_RECORD EXTRACTS_.
━━━━━━━━━━

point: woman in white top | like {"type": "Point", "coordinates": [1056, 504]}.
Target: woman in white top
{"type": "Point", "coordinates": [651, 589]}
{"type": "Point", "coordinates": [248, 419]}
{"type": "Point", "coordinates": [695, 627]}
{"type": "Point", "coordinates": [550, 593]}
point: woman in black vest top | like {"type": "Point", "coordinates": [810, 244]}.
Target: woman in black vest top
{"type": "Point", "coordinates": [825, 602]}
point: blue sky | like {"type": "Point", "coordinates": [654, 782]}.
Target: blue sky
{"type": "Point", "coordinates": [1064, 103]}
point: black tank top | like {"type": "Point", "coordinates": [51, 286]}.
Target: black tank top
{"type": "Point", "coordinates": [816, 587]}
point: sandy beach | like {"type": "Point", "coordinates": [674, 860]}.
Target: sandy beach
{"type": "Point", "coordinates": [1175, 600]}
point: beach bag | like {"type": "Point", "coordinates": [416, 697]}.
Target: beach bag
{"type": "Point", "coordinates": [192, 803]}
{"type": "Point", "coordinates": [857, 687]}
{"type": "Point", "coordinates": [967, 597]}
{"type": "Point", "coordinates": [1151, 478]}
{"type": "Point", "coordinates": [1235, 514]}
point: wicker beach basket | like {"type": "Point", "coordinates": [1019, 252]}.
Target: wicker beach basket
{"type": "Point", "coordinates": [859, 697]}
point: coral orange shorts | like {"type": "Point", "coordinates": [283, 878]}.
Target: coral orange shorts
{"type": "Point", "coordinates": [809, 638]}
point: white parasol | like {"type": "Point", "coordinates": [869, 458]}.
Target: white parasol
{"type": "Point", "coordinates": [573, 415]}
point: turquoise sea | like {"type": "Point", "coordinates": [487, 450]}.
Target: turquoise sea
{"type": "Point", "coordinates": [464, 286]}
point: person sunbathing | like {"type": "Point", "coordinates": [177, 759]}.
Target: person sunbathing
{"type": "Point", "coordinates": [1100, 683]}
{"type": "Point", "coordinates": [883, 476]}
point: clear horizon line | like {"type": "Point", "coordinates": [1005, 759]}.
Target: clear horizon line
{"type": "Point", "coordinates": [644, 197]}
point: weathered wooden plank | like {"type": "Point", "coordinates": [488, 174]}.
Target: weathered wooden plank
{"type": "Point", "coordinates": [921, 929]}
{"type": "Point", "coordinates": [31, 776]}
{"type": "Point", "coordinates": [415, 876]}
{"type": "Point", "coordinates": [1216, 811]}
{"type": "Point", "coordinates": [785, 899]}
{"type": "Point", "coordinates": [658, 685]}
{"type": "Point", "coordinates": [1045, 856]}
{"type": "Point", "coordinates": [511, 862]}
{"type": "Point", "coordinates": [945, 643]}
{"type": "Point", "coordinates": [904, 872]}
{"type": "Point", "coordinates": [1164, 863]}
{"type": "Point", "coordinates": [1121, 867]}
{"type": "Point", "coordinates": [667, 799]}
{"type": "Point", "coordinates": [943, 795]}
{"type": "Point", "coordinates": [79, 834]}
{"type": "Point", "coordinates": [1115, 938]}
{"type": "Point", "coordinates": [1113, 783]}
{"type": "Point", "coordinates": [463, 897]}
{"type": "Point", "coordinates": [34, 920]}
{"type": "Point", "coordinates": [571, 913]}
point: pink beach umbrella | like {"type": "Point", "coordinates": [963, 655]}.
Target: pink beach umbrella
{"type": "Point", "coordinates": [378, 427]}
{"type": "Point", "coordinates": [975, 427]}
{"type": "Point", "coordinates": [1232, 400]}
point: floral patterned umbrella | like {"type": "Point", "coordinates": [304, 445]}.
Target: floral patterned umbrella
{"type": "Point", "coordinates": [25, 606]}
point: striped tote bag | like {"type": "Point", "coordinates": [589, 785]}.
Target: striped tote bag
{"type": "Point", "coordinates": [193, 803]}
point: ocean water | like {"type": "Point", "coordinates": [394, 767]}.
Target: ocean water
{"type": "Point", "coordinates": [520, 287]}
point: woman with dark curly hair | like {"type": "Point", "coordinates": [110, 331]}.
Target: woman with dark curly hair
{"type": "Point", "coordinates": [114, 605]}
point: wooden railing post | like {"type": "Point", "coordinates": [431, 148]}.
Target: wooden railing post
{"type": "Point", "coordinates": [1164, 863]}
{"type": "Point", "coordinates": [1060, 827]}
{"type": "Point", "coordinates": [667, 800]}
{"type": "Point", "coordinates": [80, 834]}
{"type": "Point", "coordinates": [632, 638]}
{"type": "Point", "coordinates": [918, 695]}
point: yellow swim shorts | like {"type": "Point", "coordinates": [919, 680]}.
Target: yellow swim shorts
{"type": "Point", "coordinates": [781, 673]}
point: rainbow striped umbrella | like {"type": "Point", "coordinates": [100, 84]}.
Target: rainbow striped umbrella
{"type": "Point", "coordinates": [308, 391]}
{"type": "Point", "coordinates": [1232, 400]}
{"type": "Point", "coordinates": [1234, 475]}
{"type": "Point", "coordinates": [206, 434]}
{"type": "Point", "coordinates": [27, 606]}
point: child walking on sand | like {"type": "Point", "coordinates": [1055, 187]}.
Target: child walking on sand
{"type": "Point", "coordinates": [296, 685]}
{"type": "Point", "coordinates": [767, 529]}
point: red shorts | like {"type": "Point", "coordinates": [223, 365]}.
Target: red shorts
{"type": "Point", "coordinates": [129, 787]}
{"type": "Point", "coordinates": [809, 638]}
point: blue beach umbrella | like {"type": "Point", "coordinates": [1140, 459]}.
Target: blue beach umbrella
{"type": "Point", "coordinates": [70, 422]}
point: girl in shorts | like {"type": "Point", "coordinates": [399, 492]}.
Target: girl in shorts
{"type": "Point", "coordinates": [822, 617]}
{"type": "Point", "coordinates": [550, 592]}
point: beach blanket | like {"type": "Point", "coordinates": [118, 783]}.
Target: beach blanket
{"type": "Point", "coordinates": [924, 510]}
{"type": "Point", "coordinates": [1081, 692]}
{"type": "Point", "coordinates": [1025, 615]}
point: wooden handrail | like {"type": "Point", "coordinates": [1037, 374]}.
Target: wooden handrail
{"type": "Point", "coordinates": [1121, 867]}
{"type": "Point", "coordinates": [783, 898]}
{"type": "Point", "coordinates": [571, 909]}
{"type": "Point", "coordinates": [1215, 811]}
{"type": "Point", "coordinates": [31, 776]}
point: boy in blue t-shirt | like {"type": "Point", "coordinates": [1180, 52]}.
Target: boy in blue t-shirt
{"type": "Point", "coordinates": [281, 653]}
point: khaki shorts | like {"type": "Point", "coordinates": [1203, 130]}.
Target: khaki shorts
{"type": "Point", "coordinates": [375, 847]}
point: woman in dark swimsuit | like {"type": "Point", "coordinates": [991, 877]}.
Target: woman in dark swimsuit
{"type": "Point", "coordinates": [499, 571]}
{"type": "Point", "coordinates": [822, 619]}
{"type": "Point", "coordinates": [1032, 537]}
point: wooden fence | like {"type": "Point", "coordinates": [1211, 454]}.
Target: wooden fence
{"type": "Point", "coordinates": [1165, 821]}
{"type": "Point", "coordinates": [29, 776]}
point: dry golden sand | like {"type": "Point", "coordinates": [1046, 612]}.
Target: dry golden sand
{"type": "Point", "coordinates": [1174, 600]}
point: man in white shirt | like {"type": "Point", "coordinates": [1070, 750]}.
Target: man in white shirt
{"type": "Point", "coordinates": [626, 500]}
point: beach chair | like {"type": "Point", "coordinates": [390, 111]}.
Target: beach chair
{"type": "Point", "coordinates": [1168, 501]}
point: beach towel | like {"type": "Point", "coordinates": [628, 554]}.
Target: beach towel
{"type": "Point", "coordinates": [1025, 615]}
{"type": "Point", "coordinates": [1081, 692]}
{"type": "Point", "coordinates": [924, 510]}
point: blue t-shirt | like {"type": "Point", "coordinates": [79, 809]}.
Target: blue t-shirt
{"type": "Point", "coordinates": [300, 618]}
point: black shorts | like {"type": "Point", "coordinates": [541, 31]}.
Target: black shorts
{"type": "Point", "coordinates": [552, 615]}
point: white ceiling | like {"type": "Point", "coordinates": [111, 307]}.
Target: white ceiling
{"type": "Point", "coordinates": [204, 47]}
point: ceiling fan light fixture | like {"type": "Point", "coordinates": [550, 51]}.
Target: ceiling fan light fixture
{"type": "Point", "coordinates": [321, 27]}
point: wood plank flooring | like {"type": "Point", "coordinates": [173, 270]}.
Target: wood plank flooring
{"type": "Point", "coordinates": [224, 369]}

━━━━━━━━━━

_WORK TO COMPLETE_. The required output is the line holding "Target: ceiling fan light fixture" plus every line after it in the data, reproduced exactly.

_TASK RESPONSE_.
Target: ceiling fan light fixture
{"type": "Point", "coordinates": [321, 27]}
point: wood plank flooring | like {"type": "Point", "coordinates": [173, 270]}.
Target: wood plank flooring
{"type": "Point", "coordinates": [224, 369]}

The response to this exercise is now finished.